INSTRUCTIONS TO FOLLOW: Could you restate word for word every line from the one containing "I'd appreciate your help finding the green" to the end of the records, and nothing else?

MATERIAL SUPPLIED:
Start of Block

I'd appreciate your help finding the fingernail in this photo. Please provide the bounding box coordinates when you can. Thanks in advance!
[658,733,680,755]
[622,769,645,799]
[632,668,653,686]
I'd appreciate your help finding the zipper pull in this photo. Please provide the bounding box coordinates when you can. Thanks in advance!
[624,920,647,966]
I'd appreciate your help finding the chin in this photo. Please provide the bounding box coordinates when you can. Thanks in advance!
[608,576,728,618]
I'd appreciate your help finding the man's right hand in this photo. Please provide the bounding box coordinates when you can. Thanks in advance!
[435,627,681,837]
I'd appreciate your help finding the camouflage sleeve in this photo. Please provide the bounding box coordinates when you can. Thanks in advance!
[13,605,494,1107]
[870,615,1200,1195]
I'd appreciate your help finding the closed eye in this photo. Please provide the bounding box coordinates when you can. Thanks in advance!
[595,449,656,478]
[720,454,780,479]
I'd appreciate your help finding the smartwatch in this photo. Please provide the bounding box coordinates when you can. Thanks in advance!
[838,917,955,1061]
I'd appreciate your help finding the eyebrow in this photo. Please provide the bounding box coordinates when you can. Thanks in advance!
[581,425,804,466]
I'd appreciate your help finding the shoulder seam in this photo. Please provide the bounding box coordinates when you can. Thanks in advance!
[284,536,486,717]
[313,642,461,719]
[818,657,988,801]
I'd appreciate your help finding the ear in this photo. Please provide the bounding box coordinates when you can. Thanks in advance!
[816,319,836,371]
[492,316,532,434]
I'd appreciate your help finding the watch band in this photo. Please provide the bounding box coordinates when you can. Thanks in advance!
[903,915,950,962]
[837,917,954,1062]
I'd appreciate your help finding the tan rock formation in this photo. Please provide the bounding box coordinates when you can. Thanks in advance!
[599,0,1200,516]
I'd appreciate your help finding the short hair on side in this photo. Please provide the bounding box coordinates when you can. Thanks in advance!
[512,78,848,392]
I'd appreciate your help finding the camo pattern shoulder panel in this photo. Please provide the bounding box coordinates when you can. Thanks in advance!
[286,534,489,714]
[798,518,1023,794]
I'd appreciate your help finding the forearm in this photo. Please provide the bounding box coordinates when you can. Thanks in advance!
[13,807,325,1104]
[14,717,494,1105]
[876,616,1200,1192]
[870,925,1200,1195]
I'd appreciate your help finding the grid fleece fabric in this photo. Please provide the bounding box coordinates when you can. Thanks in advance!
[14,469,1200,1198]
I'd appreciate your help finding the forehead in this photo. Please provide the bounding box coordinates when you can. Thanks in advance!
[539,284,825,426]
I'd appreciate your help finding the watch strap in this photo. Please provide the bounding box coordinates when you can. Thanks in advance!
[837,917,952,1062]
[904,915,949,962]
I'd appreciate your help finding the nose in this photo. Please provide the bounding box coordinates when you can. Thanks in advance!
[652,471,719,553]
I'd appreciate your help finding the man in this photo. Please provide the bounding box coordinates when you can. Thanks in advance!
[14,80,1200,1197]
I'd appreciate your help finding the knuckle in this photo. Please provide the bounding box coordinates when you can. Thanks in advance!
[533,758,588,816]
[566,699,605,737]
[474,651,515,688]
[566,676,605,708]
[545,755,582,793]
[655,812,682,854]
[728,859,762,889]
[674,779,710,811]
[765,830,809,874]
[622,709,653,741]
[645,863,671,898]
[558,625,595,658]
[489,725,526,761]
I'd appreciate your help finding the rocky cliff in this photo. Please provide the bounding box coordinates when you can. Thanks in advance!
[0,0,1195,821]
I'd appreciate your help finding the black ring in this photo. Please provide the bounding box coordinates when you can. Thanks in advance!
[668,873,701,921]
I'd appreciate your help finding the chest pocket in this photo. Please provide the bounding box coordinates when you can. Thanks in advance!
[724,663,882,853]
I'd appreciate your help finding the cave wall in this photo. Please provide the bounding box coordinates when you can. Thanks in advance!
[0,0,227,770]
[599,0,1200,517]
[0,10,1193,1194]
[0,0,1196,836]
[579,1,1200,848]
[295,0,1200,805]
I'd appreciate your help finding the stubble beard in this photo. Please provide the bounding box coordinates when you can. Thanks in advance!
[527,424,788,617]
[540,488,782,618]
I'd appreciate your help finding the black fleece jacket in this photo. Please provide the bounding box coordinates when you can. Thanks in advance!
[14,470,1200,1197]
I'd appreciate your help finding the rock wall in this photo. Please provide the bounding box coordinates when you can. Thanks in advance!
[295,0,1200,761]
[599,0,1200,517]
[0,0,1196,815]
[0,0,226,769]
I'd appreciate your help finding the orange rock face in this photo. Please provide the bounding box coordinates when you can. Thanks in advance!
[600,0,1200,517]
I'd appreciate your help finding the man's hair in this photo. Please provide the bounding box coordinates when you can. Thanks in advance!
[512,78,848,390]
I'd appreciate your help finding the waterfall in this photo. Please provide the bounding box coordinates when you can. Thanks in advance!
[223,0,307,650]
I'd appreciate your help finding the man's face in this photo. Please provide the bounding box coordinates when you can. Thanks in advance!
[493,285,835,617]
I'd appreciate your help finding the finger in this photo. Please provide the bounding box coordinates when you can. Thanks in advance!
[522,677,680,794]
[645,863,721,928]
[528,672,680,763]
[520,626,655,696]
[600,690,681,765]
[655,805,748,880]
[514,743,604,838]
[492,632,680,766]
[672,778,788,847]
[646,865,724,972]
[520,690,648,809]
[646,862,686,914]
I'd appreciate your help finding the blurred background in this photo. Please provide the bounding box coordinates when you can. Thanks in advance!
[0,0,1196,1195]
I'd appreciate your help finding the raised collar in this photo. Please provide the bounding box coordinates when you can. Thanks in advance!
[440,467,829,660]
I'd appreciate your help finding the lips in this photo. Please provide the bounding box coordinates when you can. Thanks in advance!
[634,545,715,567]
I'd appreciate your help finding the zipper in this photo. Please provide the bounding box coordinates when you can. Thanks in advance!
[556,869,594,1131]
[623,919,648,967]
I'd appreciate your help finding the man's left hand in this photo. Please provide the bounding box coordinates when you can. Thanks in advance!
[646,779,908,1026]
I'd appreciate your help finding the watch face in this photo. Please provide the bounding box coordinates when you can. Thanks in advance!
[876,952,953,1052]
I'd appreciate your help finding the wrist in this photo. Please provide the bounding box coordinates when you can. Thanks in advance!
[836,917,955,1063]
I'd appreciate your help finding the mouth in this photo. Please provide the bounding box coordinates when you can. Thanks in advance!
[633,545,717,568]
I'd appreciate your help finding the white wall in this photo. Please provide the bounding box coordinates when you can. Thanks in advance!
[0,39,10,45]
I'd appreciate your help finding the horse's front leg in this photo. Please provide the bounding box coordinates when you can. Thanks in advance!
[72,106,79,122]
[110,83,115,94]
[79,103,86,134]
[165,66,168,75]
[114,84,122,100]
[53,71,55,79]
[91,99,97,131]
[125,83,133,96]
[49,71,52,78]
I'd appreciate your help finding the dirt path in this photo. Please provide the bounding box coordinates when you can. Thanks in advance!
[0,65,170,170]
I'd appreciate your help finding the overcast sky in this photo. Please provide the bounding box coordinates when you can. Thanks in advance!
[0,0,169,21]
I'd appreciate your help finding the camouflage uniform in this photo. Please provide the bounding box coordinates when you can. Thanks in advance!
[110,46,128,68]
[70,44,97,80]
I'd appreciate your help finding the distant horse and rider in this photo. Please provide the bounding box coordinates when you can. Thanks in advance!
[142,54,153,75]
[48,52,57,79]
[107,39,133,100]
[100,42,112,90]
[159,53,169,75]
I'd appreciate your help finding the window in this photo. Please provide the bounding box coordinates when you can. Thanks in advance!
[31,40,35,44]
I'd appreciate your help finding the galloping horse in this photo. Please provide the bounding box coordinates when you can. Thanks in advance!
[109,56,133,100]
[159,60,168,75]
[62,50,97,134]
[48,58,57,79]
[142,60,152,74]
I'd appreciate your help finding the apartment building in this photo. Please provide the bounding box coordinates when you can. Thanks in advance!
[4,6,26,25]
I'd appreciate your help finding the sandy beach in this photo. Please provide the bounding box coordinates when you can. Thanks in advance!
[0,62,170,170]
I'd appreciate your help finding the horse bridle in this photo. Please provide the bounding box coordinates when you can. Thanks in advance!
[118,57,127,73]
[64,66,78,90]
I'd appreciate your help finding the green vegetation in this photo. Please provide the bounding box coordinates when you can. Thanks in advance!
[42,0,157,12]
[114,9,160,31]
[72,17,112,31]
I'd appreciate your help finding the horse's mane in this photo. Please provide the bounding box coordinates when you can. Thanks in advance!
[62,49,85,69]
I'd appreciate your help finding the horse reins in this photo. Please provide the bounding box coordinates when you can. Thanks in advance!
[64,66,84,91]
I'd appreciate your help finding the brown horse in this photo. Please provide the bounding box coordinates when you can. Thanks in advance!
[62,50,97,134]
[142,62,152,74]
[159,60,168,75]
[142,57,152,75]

End of Block

TASK SOLUTION:
I'd appreciate your help finding the green vegetation in this photo. Please provide the bounding box coordinates when you can. Thanks in advance!
[42,0,157,12]
[114,9,160,31]
[72,17,112,31]
I'd appreciate your help finding the horse's mane in this photo. Please provide the bounding box coordinates when you can. Thanks in advance!
[62,49,85,69]
I'd appreciate your help finding the horse reins in this photo. Please provide the bounding box coordinates when you can. Thanks in advance!
[64,66,84,91]
I'd appreciate your help finding the brown horse in this photo. Please provide the bounding box coordinates when you can. Thanks in advance!
[62,50,97,134]
[142,62,152,74]
[159,60,168,75]
[142,57,152,75]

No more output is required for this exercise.